Each entry below should be printed exactly, with every image left out.

(Records provided Opens)

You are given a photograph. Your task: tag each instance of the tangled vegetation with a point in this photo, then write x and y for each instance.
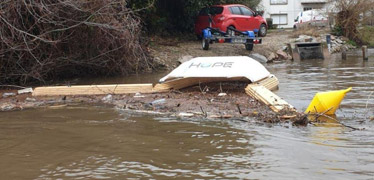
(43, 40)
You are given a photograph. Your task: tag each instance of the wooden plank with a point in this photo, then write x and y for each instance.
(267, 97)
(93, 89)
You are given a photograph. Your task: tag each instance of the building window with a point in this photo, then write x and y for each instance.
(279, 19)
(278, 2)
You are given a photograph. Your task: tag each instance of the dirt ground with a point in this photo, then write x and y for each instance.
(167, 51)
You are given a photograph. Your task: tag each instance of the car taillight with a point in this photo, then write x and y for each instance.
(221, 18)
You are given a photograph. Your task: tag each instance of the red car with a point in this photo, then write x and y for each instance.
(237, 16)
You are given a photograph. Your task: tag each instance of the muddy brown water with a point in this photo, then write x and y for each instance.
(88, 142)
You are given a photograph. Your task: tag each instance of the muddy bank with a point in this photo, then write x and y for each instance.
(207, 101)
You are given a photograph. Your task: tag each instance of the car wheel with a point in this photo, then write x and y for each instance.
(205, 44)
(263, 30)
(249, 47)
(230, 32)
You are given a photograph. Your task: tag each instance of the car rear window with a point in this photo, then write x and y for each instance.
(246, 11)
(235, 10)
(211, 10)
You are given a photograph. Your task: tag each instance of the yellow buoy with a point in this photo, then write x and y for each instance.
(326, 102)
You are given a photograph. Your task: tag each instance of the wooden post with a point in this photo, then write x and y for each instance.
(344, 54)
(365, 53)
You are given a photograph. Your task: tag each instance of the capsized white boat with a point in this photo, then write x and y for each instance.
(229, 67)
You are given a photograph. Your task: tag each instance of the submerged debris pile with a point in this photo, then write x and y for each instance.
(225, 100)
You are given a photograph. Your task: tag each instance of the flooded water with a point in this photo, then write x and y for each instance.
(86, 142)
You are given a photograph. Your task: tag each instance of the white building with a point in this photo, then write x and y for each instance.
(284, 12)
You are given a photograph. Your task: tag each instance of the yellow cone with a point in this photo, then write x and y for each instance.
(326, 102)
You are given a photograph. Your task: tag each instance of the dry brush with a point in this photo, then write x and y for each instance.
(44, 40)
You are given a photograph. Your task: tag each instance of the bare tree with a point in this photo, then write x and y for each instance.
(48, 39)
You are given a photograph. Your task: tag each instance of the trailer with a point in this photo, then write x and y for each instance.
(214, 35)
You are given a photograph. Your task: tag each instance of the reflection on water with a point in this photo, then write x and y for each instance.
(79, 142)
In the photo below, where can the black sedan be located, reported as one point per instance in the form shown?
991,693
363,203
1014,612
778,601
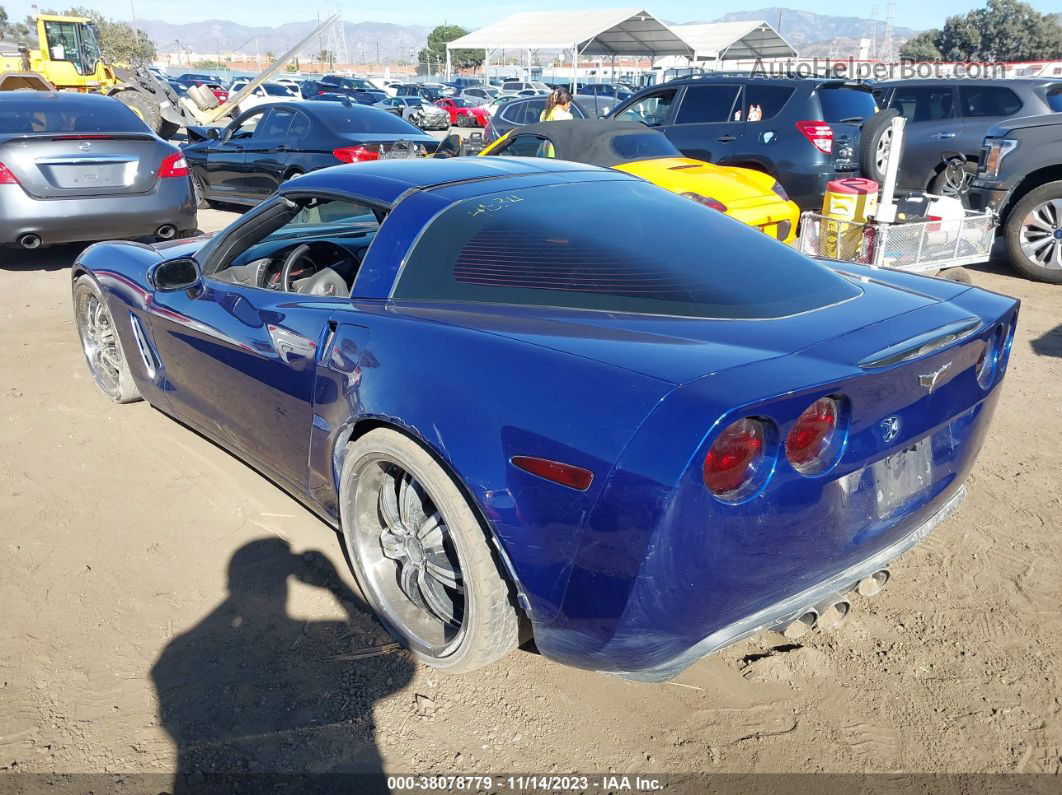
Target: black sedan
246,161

(Records provided Closes)

- Task response:
You are given a photograph. Your task: tag each instance of the tangled vegetation with a point in this photo, then write x and y for each instance.
(43, 40)
You are given a photograph. Your task: tag each instance of the wooden plank with a point in this photo, then write x and y for each instance.
(267, 97)
(93, 89)
You are given a photograph. Your task: tag each instance of the building window with a point in this photo, then write x and y for each instance.
(279, 19)
(278, 2)
You are given a photograph. Your task: tag each instance of the dirt ground with a point in this photo, then write x and y for each instance.
(167, 51)
You are given a photograph. Your task: tag each instance of the car taillight with a point in this photo, then write x and y for each instance.
(221, 18)
You are given a photograph. Your task: tag each instance of the red car with a point in this photo, then write x and y for each instance.
(237, 16)
You are given a photograph. Your task: tag each instance of the muddy brown water with a point in this photo, then write x and y for each instance.
(88, 142)
You are given a photograph. Your task: tag each instance of the muddy bank with a point in this photo, then write x and y for each instance.
(207, 101)
You are given a photograph. Your task: tag each instance of the car wheel with a point in this photo, then write x and y for each instance.
(205, 44)
(263, 30)
(249, 47)
(230, 32)
You are given a photograph. Your task: tag each instance of the car rear window with a point in this photo, then write x and y for each instance.
(246, 11)
(235, 10)
(211, 10)
You are given a photograph. Your task: tag each instance of the yellow buoy with a point in this photo, then write x and y for each instance.
(326, 102)
You are given a photograph. Your task: tag each instance of the wooden post with a point in this photo, then write x and y for each instance.
(344, 54)
(365, 53)
You are given a photograph. Your task: tag each instance of the capsized white boat with a point in this photo, then write x and y for each instance.
(229, 67)
You are given a photograph. Your task: tag each instance of the submerged debris pile with a point in this photo, then write x and y for each instance.
(225, 100)
You are given a photograph. Your task: tag each instance of the flooded water with a point in this photo, then write x and y for each instance.
(86, 142)
You are given a photograph. Your task: tag each instance of the white building with a point in this photo, then write x and y for each instance.
(284, 12)
You are given a photograph. Your task: tag each instance of the yellow cone with a point in this photo, then write x and y for each instance.
(326, 102)
You are given a photograph. Your task: tag each instance of the dry brush with a point in this photo, then write x and y for each instance.
(44, 40)
You are given a photograph. Your task: tag each instance of the bare tree with a point in this photo, then write x and y for each instance.
(48, 39)
You are given a photograph. Your task: tag each instance of the trailer with a point in this photo, then write x and y for each instance.
(214, 35)
You are given a photograph. Your task: tag each instance of the reflection on water with a point in this photo, then write x and y for each instance.
(79, 142)
In the photo below, where can the black sedan be located, reported as one point per instance in the form shown?
991,693
363,203
1014,612
778,601
Target: black sedan
246,161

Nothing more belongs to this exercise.